### Explore the material
1 > In the kidney surgery report, on what day did Dr. Herrick Wun perform the surgery?
2 > Using the kidney surgery report, explain why the endovascular technique is hardly ever used for this type of case.
3 > Rewrite the part of the kidney surgery report that opens with the words containing "He did not know" and closes with "for Downtown Hospital.", replacing "surgeons" with "specialists".

--- Reading text Enclosed Below ---

By Lori Haught
New York Downtown Hospital is believed to be the first in the city to perform a new surgical procedure to repair a kidney.
“It went very well,” said Dr. Herrick Wun, the vascular surgeon who performed the surgery Tuesday. He said an endovascular repair is most commonly used for aneurysms in the aorta, the main artery leading from the heart. An aneurysm of the kidney is so rare that the technique is hardly ever used in this type of case, Wun said in a telephone interview.
He did not know for sure if it was the first case in New York City, but said other surgeons and doctors have been telling him that. He said it was definitely a first for Downtown Hospital.
In simple terms, the team used a minimally invasive procedure to put a stint around an enlarged artery leading to the kidney.

--- End of Enclosed Reading text ---
--- Given records Enclosed Below ---

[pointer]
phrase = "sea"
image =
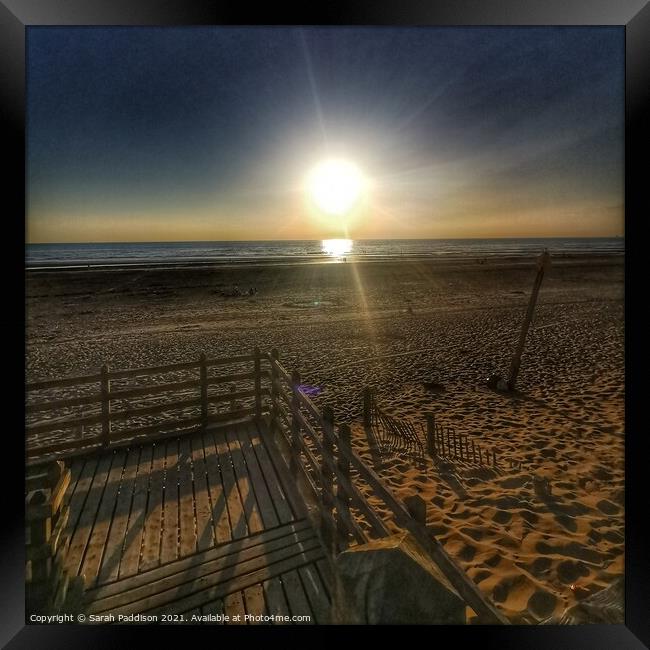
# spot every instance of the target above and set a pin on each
(41, 256)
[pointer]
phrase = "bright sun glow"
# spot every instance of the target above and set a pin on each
(335, 186)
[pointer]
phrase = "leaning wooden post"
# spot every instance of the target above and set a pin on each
(295, 425)
(431, 434)
(327, 478)
(367, 407)
(105, 387)
(417, 508)
(203, 367)
(275, 410)
(342, 496)
(258, 384)
(543, 263)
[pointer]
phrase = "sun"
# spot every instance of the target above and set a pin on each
(335, 186)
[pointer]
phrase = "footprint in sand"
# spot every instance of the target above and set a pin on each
(502, 516)
(541, 604)
(569, 571)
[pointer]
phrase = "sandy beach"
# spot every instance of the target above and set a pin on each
(399, 326)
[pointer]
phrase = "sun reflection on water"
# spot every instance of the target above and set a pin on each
(337, 247)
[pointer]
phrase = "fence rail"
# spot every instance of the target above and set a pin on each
(75, 414)
(347, 491)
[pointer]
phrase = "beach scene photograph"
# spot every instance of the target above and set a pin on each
(325, 325)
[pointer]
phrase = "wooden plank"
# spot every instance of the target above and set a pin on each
(254, 602)
(62, 383)
(234, 607)
(276, 601)
(133, 538)
(62, 403)
(138, 592)
(296, 597)
(153, 370)
(186, 499)
(88, 516)
(203, 508)
(169, 548)
(278, 497)
(213, 587)
(153, 389)
(155, 409)
(316, 594)
(188, 568)
(230, 360)
(154, 517)
(80, 494)
(251, 507)
(220, 519)
(260, 489)
(97, 542)
(238, 524)
(216, 609)
(111, 561)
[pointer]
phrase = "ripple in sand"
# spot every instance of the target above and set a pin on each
(541, 604)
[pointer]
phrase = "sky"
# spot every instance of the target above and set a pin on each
(209, 133)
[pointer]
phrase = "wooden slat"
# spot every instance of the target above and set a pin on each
(113, 553)
(155, 409)
(238, 523)
(233, 605)
(254, 601)
(220, 519)
(199, 571)
(256, 478)
(133, 539)
(187, 568)
(153, 519)
(230, 360)
(246, 492)
(276, 601)
(154, 389)
(317, 594)
(62, 403)
(86, 521)
(248, 574)
(97, 542)
(62, 423)
(204, 526)
(62, 383)
(278, 497)
(153, 370)
(296, 597)
(186, 499)
(186, 424)
(170, 533)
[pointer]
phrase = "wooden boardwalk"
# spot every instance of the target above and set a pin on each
(201, 524)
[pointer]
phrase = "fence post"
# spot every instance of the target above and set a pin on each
(275, 358)
(417, 508)
(431, 434)
(105, 387)
(327, 477)
(367, 407)
(204, 389)
(295, 425)
(342, 497)
(258, 385)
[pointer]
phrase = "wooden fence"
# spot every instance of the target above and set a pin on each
(113, 407)
(346, 490)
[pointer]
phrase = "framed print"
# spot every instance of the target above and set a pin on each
(327, 320)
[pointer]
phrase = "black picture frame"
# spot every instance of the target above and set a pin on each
(17, 15)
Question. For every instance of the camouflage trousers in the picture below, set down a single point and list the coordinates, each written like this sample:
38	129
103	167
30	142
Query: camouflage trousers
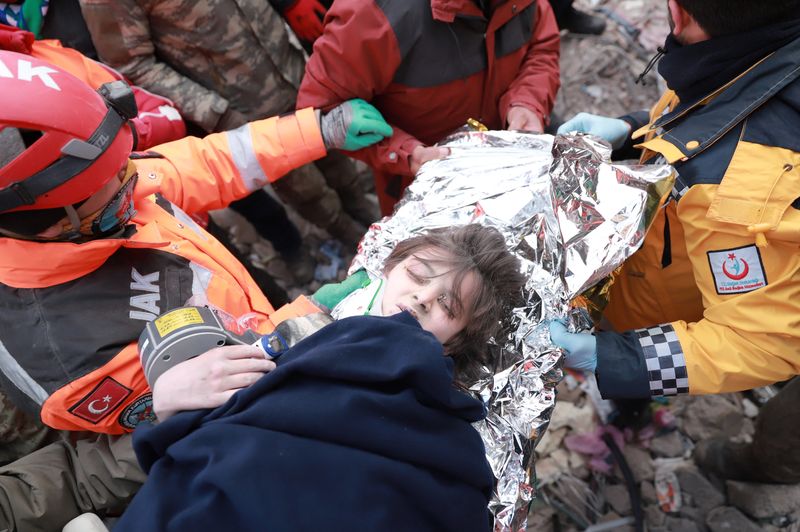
51	486
330	195
55	476
20	433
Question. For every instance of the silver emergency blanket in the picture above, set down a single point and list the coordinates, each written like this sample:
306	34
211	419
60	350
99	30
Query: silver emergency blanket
572	218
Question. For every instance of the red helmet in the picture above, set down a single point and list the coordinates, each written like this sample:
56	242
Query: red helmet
85	137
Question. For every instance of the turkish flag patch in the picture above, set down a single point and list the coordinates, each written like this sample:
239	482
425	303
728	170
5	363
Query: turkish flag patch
101	401
737	270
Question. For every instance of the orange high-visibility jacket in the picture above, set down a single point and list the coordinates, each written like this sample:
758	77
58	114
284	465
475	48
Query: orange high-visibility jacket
71	314
158	120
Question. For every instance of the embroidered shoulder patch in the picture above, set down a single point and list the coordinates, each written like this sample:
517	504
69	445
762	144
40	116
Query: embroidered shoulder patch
101	401
737	270
138	411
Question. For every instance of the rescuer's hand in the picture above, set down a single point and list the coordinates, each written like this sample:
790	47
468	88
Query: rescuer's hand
613	130
523	119
353	125
581	347
208	380
422	154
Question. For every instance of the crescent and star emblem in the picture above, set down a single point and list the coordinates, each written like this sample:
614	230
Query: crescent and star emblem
94	410
736	275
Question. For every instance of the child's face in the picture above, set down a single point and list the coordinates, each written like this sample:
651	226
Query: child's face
423	284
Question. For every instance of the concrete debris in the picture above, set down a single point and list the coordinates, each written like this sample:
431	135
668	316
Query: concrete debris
669	445
698	491
728	519
764	500
580	419
640	462
712	415
618	498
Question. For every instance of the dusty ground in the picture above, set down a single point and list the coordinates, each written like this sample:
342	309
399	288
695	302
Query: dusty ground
578	489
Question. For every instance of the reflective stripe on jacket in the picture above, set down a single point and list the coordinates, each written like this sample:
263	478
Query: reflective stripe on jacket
70	314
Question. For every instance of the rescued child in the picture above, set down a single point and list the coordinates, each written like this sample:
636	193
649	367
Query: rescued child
359	427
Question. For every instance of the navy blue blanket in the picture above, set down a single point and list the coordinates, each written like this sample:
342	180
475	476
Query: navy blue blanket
359	428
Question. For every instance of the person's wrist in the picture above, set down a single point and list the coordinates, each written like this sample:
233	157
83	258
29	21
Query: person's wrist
161	406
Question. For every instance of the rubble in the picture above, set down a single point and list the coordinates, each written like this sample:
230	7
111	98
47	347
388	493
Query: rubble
764	500
728	519
698	491
669	445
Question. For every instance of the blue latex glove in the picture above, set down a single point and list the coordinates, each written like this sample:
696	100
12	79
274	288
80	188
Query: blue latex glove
581	348
614	130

--- End of Enclosed Given records ---

### List of solutions
1 > Tuesday

2 > An aneurysm of the kidney is so rare that the technique is hardly ever used for it. The procedure is most commonly used for aneurysms in the aorta.

3 >
He did not know for sure if it was the first case in New York City, but said other specialists and doctors have been telling him that. He said it was definitely a first for Downtown Hospital.